PAGE EXTRACT
Pandya said Perfect Day is prioritizing "the right brands that have the right scale or are in the right geographics, (and) have the right messaging." The company is careful, for now, not to work with partners that are too big in size until Perfect Day can realistically meet the protein volume the food manufacturer will need. Pandya said Perfect Day has been in discussions with potential partners about using its milk protein, including Unilever's Ben & Jerry's.
Focused on innovation
Along with ice cream, Perfect Day plans to enter new product categories in late 2020, where food and beverage manufacturers will again use his company's milk protein. He would not discuss what those products would be. Instead, he pointed to a photo released by Perfect Day last month that showed the future product portfolio opportunities, including ice cream, shredded and natural mozzarella cheese, cream cheese and spreadable cheddar cheese.
While Pandya didn't rule out Perfect Day-branded products again at some point, the focus for now will be on licensing out its protein — something akin to what Intel has done with its processor chips.
"Getting to consumers is something that food companies, product companies are better at," he said. "We're not built as a CPG company. We're an innovation protein company. ... Whether we decide to play in the consumer space at some point, I don't think the door is closed for that, but it's not our core business."
IPO a 'compelling option'
Perfect Day closed a $140 million funding round in December — more than twice the amount the company has raised in its previous five years — to accelerate business growth, expand production capacity, deepen partner opportunities and add to its product portfolio. Pandya didn't offer specific details, but hinted that an initial public offering could be something he would seriously consider.

RAW DATA
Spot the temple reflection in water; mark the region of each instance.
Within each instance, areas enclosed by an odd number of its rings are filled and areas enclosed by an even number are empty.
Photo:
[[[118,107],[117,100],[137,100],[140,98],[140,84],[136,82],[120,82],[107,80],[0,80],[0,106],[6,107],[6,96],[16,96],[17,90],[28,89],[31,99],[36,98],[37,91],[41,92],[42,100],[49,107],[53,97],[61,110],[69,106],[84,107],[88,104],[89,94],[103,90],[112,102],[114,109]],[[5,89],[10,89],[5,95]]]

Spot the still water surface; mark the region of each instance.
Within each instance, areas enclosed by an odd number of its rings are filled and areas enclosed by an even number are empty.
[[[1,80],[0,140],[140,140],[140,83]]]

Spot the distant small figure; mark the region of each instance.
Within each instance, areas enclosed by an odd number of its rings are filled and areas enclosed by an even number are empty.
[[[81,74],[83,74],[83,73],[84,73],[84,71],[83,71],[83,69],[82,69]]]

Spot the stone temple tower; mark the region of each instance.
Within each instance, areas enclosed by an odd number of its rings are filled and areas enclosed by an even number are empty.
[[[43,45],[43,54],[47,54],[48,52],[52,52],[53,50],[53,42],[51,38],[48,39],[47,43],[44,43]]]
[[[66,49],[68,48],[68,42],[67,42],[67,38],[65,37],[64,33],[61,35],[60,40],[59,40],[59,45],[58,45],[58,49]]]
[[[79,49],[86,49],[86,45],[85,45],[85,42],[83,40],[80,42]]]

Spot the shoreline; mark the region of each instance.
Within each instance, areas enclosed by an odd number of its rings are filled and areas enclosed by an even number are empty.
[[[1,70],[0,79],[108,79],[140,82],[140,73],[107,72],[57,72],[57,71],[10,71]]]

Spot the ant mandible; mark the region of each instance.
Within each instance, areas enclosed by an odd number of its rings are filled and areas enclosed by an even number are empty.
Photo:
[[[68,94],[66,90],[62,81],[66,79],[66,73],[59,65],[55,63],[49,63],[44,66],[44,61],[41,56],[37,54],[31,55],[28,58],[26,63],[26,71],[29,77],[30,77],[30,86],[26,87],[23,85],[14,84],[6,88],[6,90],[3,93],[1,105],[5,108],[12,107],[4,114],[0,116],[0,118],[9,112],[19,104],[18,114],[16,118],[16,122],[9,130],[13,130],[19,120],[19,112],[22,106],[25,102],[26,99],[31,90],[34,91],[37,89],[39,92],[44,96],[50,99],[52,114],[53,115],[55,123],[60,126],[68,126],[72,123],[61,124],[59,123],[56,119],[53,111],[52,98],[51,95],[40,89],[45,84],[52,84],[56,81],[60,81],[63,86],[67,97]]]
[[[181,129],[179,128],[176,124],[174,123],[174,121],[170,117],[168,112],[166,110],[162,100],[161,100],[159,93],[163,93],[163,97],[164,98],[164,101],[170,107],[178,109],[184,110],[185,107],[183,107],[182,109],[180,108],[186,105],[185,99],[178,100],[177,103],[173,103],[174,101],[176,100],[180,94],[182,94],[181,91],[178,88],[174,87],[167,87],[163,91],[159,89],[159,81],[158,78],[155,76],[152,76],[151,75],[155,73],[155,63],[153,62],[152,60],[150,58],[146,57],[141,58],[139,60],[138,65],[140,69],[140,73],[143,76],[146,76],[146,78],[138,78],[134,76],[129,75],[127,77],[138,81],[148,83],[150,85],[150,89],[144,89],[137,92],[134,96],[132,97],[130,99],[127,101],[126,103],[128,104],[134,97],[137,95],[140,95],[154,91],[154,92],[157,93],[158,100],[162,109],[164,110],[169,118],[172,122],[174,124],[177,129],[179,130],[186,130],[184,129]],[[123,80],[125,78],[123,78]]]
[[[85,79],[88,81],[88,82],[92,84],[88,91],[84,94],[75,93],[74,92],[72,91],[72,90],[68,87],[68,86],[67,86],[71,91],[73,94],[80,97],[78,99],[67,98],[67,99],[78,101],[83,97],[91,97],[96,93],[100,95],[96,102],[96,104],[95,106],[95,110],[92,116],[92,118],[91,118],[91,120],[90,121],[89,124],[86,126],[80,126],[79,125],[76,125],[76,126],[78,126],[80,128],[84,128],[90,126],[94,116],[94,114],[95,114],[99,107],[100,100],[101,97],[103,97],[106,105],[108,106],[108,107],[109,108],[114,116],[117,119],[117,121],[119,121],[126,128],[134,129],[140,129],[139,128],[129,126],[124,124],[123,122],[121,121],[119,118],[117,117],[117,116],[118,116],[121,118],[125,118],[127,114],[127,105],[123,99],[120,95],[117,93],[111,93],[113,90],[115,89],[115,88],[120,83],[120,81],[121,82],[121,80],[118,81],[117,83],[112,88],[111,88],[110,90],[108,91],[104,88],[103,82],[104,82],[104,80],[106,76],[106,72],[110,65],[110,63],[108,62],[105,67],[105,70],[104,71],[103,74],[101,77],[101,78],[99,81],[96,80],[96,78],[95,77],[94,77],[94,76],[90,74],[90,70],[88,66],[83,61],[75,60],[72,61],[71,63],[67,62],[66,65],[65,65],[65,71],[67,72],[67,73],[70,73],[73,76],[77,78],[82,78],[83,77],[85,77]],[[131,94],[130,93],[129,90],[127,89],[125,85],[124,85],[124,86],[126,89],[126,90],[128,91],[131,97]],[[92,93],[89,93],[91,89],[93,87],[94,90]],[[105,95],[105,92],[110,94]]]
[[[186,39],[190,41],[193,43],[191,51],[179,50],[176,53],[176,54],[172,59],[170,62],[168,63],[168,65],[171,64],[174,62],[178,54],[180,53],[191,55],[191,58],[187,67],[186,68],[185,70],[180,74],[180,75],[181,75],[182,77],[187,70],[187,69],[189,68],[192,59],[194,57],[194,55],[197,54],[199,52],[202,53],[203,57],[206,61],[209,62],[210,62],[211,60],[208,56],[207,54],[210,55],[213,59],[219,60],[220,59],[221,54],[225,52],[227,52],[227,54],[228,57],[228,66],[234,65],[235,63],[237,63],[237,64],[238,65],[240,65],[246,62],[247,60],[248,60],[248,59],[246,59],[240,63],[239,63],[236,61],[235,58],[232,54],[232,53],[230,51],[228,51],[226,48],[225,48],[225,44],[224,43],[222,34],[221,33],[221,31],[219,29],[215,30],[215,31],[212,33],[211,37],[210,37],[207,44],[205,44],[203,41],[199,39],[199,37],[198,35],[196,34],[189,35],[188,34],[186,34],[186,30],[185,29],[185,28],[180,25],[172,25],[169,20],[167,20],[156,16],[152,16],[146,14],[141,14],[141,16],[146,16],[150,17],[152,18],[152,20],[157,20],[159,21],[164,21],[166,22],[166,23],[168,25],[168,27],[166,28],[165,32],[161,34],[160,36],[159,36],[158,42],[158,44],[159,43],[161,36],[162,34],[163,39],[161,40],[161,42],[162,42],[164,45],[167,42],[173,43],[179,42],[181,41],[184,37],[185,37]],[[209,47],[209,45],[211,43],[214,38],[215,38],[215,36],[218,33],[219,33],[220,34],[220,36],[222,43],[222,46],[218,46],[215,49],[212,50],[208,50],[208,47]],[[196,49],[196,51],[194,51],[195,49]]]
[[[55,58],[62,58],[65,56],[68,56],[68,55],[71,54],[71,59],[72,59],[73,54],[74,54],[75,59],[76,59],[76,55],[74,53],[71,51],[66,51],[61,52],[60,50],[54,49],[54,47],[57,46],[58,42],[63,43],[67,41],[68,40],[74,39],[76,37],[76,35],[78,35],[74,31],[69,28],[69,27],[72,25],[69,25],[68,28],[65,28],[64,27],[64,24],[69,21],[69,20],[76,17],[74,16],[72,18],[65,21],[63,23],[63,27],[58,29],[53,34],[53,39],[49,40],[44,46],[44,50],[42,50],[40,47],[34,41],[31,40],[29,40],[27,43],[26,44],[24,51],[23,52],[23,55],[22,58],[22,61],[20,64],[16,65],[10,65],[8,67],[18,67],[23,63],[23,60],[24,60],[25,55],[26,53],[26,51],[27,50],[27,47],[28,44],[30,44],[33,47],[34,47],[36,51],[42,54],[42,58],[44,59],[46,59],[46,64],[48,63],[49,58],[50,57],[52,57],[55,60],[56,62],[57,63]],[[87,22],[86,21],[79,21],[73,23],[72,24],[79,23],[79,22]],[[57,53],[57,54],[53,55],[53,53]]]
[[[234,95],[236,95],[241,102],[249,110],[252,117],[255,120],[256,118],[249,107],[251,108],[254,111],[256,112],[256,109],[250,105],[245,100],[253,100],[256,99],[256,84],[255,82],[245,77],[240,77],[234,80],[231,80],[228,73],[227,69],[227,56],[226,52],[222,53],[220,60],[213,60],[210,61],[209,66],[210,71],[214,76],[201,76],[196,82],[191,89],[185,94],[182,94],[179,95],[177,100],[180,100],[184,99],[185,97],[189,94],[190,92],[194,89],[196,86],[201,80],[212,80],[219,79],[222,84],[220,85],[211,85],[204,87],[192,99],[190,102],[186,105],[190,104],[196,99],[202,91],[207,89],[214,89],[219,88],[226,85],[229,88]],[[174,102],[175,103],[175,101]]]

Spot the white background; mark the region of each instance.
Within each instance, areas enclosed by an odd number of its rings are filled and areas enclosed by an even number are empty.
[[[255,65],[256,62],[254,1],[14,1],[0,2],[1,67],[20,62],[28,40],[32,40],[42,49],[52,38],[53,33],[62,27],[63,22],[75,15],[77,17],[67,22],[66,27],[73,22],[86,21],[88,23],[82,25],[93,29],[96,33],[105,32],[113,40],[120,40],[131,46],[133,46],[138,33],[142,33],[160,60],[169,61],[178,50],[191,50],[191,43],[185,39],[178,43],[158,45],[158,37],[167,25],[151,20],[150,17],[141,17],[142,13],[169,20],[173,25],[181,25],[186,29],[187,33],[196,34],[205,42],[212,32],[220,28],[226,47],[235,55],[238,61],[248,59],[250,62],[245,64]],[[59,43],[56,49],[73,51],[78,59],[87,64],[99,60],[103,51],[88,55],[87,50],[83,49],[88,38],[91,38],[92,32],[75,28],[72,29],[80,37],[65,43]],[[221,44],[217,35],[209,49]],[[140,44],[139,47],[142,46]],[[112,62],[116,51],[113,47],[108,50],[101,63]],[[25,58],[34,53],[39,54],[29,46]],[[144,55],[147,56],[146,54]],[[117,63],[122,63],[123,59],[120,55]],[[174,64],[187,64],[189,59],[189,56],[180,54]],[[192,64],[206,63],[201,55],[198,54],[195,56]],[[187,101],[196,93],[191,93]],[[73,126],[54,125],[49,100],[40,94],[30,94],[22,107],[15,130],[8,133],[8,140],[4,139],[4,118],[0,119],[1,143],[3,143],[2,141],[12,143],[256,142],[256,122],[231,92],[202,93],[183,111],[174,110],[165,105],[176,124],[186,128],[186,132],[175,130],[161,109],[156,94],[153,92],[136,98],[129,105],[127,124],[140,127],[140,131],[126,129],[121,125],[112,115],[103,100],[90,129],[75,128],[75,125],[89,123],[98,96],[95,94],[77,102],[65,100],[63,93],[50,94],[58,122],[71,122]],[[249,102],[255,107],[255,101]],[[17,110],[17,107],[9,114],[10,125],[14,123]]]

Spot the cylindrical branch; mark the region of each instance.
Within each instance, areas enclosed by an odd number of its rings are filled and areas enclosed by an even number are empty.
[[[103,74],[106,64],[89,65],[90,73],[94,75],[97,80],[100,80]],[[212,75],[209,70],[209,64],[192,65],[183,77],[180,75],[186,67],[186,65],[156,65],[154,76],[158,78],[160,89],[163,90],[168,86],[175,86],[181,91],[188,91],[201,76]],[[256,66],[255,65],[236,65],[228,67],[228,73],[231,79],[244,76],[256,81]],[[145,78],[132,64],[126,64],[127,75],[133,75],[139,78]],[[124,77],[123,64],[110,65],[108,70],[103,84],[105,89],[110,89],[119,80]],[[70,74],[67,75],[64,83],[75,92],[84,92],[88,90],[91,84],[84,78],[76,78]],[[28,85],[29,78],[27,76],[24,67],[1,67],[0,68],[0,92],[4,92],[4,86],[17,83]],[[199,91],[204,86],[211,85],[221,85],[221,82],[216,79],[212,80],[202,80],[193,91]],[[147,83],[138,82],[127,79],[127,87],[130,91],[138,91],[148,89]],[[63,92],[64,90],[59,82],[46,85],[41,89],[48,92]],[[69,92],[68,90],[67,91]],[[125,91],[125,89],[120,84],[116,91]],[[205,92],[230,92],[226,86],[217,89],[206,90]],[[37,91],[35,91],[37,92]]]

PROBLEM
Set down the entire Perfect Day excerpt above word for word, with every heading and paragraph in its original order.

ANSWER TO THIS EXERCISE
Pandya said Perfect Day is prioritizing "the right brands that have the right scale or are in the right geographics, (and) have the right messaging." The company is careful, for now, not to work with partners that are too big in size until Perfect Day can realistically meet the protein volume the food manufacturer will need. Pandya said Perfect Day has been in discussions with potential partners about using its milk protein, including Unilever's Ben & Jerry's.
Focused on innovation
Along with ice cream, Perfect Day plans to enter new product categories in late 2020, where food and beverage manufacturers will again use his company's milk protein. He would not discuss what those products would be. Instead, he pointed to a photo released by Perfect Day last month that showed the future product portfolio opportunities, including ice cream, shredded and natural mozzarella cheese, cream cheese and spreadable cheddar cheese.
While Pandya didn't rule out Perfect Day-branded products again at some point, the focus for now will be on licensing out its protein — something akin to what Intel has done with its processor chips.
"Getting to consumers is something that food companies, product companies are better at," he said. "We're not built as a CPG company. We're an innovation protein company. ... Whether we decide to play in the consumer space at some point, I don't think the door is closed for that, but it's not our core business."
IPO a 'compelling option'
Perfect Day closed a $140 million funding round in December — more than twice the amount the company has raised in its previous five years — to accelerate business growth, expand production capacity, deepen partner opportunities and add to its product portfolio. Pandya didn't offer specific details, but hinted that an initial public offering could be something he would seriously consider.